*Task prompt*:
Retype the lines in the entries below from the one that contains "target | tire" through the one that contains "[(126, 237)]", inclusive, and nothing else.

*Data supplied*:
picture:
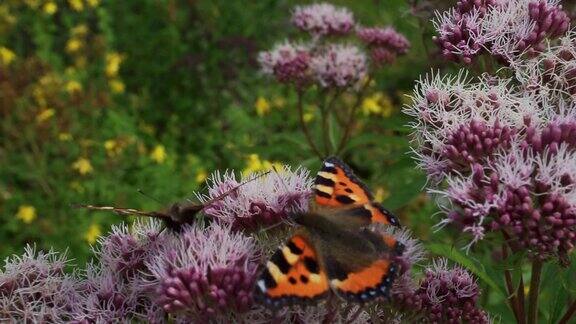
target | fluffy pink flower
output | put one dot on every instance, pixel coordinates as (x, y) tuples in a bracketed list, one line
[(323, 19), (263, 202)]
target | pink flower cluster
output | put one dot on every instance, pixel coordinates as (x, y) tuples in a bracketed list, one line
[(323, 19), (505, 29), (502, 153)]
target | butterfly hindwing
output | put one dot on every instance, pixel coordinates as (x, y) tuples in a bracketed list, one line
[(374, 277), (294, 274), (337, 187)]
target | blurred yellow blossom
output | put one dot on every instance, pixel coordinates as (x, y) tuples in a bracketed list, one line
[(371, 105), (64, 137), (83, 166), (73, 45), (381, 194), (93, 3), (44, 115), (113, 61), (201, 176), (73, 86), (158, 154), (26, 214), (50, 8), (6, 55), (116, 85), (77, 5), (262, 106), (80, 30), (92, 233)]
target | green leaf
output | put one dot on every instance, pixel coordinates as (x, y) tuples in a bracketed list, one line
[(455, 255)]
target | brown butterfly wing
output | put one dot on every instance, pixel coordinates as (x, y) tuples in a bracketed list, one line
[(337, 187), (294, 274)]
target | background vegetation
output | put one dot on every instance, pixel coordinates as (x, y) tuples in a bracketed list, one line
[(101, 98)]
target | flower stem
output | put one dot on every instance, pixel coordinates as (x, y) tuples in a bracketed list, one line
[(534, 290), (350, 121), (512, 297), (569, 313), (305, 129)]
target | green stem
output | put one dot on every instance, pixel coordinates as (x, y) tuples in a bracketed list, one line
[(304, 127), (534, 291), (350, 121), (569, 313)]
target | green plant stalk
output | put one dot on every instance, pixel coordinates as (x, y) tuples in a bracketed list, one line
[(304, 127), (350, 121), (569, 313), (534, 290)]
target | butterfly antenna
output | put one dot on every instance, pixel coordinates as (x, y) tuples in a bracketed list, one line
[(233, 189), (140, 191)]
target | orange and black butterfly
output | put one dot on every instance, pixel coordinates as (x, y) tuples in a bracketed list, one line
[(177, 214), (333, 251)]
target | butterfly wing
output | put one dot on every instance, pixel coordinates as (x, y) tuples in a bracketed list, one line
[(337, 187), (372, 272), (294, 274)]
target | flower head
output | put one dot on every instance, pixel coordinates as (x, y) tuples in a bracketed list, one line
[(261, 200), (323, 19), (385, 43), (339, 66)]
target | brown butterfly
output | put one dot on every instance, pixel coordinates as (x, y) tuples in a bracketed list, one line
[(333, 251), (177, 214)]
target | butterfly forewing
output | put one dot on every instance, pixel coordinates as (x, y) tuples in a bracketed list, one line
[(337, 187)]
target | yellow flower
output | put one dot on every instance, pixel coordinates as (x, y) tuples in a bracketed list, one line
[(73, 87), (158, 154), (116, 85), (64, 137), (113, 61), (262, 106), (26, 213), (44, 115), (92, 233), (6, 55), (254, 164), (50, 8), (73, 45), (80, 30), (381, 194), (83, 166), (93, 3), (77, 5), (201, 176)]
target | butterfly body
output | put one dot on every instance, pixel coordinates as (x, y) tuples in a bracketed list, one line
[(333, 251)]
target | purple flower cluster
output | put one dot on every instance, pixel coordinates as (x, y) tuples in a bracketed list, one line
[(265, 201), (504, 29), (444, 295), (205, 272), (503, 156), (323, 19), (385, 44), (323, 62), (34, 288)]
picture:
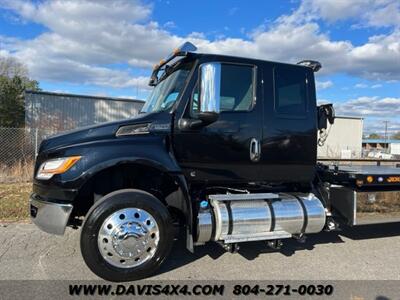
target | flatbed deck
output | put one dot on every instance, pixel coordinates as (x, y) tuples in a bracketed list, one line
[(360, 175)]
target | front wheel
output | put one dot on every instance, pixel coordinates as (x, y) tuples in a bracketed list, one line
[(126, 235)]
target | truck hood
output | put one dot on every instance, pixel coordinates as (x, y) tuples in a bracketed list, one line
[(95, 132)]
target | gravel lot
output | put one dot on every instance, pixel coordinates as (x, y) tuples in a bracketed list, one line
[(370, 252)]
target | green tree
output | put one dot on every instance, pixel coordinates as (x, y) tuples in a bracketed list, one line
[(14, 81), (396, 136), (374, 136)]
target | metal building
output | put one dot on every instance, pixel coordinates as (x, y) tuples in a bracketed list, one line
[(388, 146), (344, 139), (57, 112)]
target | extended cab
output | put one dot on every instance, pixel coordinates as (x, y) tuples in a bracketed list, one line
[(225, 147)]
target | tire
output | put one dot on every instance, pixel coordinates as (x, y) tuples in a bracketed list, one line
[(126, 237)]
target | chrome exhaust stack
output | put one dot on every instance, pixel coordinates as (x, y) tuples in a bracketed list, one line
[(234, 218)]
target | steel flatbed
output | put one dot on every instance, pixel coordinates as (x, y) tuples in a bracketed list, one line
[(360, 176)]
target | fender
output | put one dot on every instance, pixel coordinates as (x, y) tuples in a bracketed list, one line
[(179, 178)]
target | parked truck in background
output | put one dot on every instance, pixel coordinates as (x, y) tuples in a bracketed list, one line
[(225, 148)]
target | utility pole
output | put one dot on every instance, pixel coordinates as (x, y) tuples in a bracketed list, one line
[(386, 122)]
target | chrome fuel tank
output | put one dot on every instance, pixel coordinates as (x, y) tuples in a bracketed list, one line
[(248, 217)]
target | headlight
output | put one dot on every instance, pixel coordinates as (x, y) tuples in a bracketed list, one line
[(56, 166)]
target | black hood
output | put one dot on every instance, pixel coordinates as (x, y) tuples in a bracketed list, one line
[(95, 132)]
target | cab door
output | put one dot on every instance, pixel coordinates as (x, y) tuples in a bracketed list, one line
[(289, 142), (227, 150)]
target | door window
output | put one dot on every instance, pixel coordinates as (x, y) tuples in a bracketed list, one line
[(237, 89)]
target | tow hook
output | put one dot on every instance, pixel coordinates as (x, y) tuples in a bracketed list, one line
[(231, 248), (275, 244), (331, 225)]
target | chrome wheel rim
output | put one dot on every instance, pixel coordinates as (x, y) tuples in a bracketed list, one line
[(128, 238)]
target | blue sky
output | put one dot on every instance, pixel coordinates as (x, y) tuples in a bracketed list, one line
[(108, 47)]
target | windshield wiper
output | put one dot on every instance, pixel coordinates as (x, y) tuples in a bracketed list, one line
[(183, 50)]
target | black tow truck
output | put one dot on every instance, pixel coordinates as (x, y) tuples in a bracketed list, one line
[(225, 148)]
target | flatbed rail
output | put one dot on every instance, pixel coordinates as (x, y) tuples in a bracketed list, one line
[(378, 162), (359, 174)]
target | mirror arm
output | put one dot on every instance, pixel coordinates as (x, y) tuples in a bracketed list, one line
[(190, 123)]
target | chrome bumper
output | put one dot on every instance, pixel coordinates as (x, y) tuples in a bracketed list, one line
[(48, 216)]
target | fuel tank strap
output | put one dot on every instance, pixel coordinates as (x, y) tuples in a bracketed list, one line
[(305, 214), (272, 215)]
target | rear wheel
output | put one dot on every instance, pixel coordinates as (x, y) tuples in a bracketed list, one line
[(126, 235)]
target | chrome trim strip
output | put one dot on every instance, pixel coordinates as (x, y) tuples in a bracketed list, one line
[(50, 217)]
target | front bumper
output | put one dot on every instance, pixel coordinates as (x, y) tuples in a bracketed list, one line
[(49, 216)]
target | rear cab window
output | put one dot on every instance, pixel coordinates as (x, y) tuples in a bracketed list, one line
[(290, 91)]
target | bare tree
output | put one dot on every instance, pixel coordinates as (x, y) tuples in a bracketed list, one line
[(10, 67)]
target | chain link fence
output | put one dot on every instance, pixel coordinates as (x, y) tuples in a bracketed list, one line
[(18, 149)]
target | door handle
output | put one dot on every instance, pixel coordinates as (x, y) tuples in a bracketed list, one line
[(255, 150)]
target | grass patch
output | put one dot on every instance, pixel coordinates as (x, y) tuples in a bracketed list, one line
[(14, 205)]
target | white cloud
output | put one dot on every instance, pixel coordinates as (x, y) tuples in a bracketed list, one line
[(366, 13), (321, 85), (370, 107), (85, 37), (360, 86)]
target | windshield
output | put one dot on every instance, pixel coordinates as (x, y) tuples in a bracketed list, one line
[(164, 95)]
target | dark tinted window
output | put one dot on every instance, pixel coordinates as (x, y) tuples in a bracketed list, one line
[(290, 90), (236, 87)]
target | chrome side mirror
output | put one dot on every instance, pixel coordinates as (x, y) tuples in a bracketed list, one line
[(210, 96)]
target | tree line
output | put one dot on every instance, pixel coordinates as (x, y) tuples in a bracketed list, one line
[(14, 80)]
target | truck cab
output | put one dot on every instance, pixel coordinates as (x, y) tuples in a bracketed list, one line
[(224, 148)]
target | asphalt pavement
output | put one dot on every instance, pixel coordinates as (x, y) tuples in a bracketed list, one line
[(368, 252)]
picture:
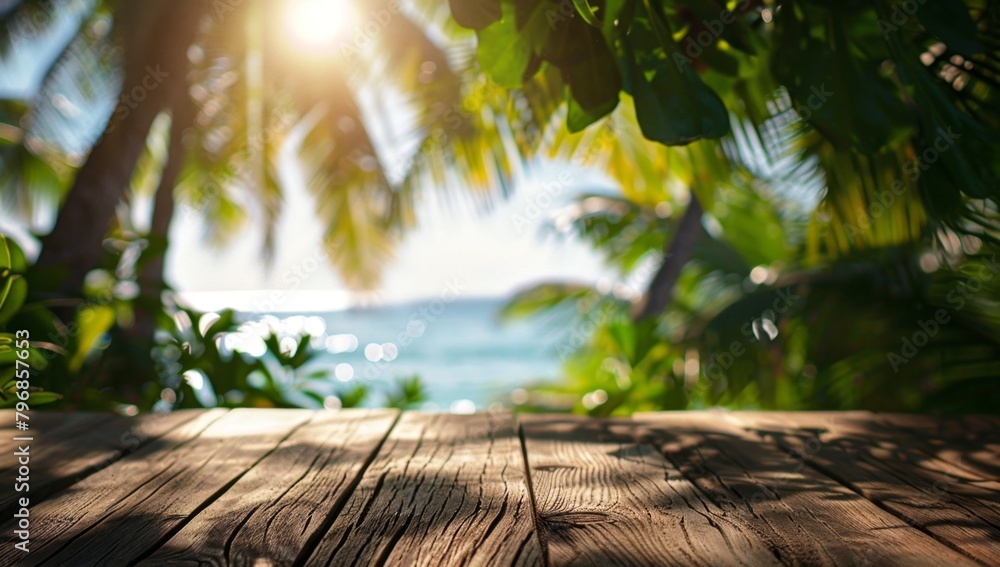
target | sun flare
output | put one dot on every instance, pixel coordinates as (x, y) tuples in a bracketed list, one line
[(318, 23)]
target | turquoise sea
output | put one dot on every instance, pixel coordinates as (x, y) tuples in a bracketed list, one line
[(461, 351)]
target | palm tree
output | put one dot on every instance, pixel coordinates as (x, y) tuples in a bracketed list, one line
[(232, 87)]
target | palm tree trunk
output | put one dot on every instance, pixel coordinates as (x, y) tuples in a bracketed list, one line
[(151, 280), (156, 74), (676, 254)]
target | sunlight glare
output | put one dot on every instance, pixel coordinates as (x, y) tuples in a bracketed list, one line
[(318, 23)]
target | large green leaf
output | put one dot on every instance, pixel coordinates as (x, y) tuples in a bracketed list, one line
[(475, 14), (673, 105)]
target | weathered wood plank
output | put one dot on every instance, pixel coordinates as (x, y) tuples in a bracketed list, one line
[(50, 424), (807, 517), (62, 519), (165, 489), (64, 451), (605, 499), (274, 513), (443, 490), (922, 490), (971, 442)]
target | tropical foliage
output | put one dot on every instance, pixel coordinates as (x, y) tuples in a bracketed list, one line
[(848, 209), (833, 160)]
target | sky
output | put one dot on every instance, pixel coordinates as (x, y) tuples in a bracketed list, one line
[(485, 253)]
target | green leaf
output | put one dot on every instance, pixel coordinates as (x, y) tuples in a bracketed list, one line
[(475, 14), (950, 22), (586, 12), (13, 292), (505, 49), (93, 322), (591, 73), (672, 104)]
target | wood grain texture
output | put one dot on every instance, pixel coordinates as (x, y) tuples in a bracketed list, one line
[(275, 512), (443, 490), (68, 448), (81, 514), (971, 442), (807, 517), (890, 469), (605, 499), (54, 425)]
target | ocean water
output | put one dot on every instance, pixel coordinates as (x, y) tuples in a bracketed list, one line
[(463, 354)]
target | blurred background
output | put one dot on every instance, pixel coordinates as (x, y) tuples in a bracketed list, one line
[(600, 206)]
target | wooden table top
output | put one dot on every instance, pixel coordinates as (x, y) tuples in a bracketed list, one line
[(379, 487)]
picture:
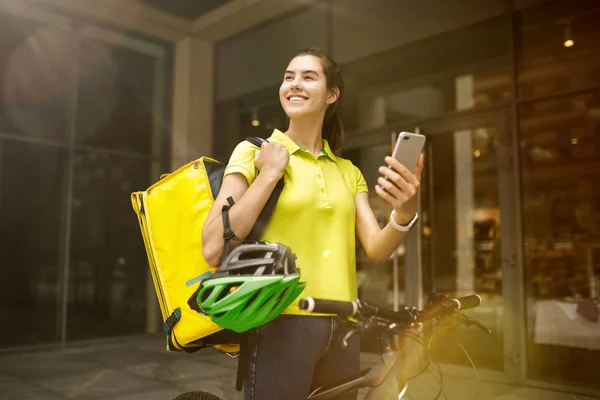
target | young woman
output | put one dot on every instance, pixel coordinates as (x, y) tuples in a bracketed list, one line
[(323, 207)]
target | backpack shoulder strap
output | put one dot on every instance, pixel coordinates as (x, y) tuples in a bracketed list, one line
[(256, 140), (265, 215)]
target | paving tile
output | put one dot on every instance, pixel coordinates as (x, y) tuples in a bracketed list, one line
[(43, 365), (103, 383), (167, 393), (19, 390)]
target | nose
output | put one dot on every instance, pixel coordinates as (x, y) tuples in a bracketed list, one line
[(296, 83)]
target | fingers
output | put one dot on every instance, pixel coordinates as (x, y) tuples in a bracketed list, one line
[(384, 195), (408, 176), (393, 180), (420, 166), (389, 187)]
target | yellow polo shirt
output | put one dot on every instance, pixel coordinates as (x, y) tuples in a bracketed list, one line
[(315, 216)]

*Solution to the problem*:
target | tire
output | put one dot on every instance, pixel coordinates as (x, y) tuples in a bracketed list, one line
[(126, 237)]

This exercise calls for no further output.